- About this exercise -
Only part of the listing is needed, namely the lines from its start through the line with "Objective — set a marker on each instance of the metal", and they should be retyped exactly.

- Data -
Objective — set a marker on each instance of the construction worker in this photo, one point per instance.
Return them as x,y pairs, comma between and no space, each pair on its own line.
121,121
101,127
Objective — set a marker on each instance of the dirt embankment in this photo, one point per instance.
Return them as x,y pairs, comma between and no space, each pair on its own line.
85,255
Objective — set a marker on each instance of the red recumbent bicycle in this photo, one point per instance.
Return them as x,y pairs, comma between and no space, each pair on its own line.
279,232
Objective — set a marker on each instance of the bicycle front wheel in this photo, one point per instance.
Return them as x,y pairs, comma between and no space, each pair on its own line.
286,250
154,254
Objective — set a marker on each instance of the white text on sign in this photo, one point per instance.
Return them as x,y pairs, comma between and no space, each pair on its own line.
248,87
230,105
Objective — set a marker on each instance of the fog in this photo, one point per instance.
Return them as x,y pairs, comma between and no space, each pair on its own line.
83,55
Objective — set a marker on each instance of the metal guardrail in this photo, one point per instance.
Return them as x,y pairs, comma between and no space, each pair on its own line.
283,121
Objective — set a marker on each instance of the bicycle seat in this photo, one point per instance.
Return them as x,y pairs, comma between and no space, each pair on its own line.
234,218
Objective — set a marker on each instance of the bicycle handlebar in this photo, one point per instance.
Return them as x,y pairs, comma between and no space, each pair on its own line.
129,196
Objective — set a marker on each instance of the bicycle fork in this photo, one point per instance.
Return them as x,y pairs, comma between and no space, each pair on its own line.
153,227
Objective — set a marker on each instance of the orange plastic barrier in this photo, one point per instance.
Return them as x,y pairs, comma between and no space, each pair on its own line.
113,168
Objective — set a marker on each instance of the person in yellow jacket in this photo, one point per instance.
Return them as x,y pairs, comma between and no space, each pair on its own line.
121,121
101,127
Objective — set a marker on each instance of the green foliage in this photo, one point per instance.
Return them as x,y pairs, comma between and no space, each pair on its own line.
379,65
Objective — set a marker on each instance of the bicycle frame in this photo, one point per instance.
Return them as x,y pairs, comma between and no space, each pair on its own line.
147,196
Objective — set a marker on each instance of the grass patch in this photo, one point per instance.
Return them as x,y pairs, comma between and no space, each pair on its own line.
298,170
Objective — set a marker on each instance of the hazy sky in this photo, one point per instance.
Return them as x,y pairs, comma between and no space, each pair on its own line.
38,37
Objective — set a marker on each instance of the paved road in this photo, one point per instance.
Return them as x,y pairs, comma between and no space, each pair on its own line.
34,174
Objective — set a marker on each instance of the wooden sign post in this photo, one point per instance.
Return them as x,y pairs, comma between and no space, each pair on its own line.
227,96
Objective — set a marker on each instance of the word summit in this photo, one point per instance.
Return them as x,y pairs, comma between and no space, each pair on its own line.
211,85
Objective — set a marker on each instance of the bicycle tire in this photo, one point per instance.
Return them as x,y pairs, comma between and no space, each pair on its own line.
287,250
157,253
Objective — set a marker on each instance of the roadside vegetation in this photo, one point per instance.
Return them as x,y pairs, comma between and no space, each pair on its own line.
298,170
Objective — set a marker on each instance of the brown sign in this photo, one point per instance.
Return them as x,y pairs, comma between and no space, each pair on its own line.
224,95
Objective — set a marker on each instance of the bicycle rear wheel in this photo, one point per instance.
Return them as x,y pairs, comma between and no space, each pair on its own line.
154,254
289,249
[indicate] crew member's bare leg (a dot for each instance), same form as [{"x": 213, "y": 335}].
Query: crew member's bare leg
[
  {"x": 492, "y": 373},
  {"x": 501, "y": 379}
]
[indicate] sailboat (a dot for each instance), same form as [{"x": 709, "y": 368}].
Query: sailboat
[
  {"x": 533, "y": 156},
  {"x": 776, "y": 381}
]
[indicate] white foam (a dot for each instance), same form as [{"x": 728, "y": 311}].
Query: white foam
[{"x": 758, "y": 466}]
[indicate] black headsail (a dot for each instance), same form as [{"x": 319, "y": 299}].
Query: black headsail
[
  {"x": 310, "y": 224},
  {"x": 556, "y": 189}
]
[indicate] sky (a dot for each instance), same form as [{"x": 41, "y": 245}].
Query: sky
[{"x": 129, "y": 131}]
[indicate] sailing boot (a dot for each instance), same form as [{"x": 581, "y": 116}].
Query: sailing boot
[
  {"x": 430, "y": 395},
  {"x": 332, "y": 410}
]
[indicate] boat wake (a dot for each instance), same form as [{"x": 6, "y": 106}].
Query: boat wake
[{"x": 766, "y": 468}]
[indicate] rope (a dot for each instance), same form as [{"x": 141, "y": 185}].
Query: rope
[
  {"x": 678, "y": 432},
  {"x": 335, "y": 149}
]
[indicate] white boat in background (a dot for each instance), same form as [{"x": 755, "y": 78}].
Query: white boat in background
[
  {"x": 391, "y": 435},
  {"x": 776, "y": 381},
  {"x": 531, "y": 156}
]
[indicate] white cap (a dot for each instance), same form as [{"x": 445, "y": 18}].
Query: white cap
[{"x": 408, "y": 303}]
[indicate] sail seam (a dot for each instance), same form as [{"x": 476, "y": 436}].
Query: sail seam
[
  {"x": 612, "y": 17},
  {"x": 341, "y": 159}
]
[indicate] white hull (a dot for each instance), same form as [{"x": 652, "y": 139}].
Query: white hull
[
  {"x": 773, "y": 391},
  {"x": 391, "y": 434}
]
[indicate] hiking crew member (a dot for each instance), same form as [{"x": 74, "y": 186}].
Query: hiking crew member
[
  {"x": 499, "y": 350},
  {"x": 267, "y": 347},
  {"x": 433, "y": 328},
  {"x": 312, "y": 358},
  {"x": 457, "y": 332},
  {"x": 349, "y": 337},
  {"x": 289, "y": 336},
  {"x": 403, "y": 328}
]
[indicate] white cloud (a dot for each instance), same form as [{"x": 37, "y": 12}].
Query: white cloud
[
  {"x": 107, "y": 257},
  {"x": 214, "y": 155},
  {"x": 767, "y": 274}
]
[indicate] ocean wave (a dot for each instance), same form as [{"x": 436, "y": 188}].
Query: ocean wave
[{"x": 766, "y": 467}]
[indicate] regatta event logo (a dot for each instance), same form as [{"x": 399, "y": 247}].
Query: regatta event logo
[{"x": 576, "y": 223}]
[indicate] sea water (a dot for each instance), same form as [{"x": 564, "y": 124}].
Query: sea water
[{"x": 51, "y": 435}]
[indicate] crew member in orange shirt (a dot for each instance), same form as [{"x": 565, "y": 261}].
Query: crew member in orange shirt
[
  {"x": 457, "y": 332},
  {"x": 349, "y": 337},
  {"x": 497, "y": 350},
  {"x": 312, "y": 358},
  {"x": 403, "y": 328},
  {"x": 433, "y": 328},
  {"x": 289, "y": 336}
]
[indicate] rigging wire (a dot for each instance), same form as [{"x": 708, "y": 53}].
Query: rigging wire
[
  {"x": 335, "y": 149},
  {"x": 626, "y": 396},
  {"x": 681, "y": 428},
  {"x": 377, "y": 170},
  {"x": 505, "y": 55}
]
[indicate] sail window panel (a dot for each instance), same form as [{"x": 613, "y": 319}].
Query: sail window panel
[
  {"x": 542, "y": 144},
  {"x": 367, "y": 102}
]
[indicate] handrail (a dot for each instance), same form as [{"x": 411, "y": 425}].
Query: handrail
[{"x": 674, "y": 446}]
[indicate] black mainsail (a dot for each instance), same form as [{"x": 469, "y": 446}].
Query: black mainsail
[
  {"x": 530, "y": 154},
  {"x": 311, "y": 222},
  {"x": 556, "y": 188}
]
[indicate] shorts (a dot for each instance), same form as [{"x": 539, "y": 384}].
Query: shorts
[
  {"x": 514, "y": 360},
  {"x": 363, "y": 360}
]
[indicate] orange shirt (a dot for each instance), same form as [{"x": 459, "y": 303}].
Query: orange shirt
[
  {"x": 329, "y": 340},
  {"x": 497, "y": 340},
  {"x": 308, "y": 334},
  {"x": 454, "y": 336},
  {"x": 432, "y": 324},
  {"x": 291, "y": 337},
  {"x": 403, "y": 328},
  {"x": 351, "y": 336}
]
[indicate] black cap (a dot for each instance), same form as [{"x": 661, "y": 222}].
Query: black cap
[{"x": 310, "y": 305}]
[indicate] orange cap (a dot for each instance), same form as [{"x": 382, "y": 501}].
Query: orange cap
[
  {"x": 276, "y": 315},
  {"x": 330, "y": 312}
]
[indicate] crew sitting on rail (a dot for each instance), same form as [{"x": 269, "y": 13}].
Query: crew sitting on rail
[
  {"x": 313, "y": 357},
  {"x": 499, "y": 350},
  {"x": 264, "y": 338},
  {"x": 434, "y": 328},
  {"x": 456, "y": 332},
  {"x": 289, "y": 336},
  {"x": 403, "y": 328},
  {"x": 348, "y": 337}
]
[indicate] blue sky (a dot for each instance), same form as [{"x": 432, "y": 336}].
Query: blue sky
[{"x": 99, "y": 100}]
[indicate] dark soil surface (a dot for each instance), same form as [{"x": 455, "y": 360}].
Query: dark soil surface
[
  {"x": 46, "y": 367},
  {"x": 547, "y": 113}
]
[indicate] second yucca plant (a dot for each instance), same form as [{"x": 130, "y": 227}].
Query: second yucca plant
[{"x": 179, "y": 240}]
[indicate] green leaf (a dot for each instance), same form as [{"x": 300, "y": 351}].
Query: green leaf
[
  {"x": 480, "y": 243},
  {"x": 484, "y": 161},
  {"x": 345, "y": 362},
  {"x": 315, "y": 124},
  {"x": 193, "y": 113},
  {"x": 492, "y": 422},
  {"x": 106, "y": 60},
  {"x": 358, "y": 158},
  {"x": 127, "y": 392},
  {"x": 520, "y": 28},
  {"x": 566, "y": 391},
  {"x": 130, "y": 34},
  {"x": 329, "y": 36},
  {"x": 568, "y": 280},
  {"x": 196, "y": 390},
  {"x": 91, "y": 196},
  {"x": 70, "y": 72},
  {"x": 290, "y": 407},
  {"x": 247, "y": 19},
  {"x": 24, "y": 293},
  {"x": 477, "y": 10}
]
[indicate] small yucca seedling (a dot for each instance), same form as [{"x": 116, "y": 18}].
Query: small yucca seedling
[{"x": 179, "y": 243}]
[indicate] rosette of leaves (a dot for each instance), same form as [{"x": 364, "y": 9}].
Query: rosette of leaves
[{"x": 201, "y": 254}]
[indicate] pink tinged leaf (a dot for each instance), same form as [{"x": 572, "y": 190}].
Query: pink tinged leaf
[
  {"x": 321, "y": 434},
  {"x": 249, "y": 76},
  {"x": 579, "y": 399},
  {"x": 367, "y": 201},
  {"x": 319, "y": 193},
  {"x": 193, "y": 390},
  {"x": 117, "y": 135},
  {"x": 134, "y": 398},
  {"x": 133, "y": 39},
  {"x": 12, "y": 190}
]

- Output below -
Objective — set a marker on each instance of the construction worker in this photo, one point per instance.
Return them as x,y pairs, comma between and no space, each pair on its own line.
121,121
101,127
Objective — set a marker on each instance of the dirt embankment in this photo, one point per instance.
Return them as x,y pairs, comma between and no space, each pair on its own line.
85,255
Objective — set a marker on each instance of the red recumbent bicycle in this photo, one point per instance.
Return them as x,y pairs, comma between and no space, each pair on its own line.
279,232
Objective — set a marker on each instance of the bicycle front wheel in this photo, one point per instance.
Return them as x,y pairs, comma between and no space, each pair on its own line.
286,250
154,254
Objective — set a marker on each instance of the white text on sign in this photo, one point per instance.
Return them as x,y pairs, comma between and no space, each pair on its own line.
248,87
230,105
Objective — set a marker on each instance of the fog in this photo, one point per instance.
Return them as x,y pairs, comma between and no space, each pair on its own line.
83,55
Objective — set a marker on each instance of the metal guardrail in this photo, one point per instance.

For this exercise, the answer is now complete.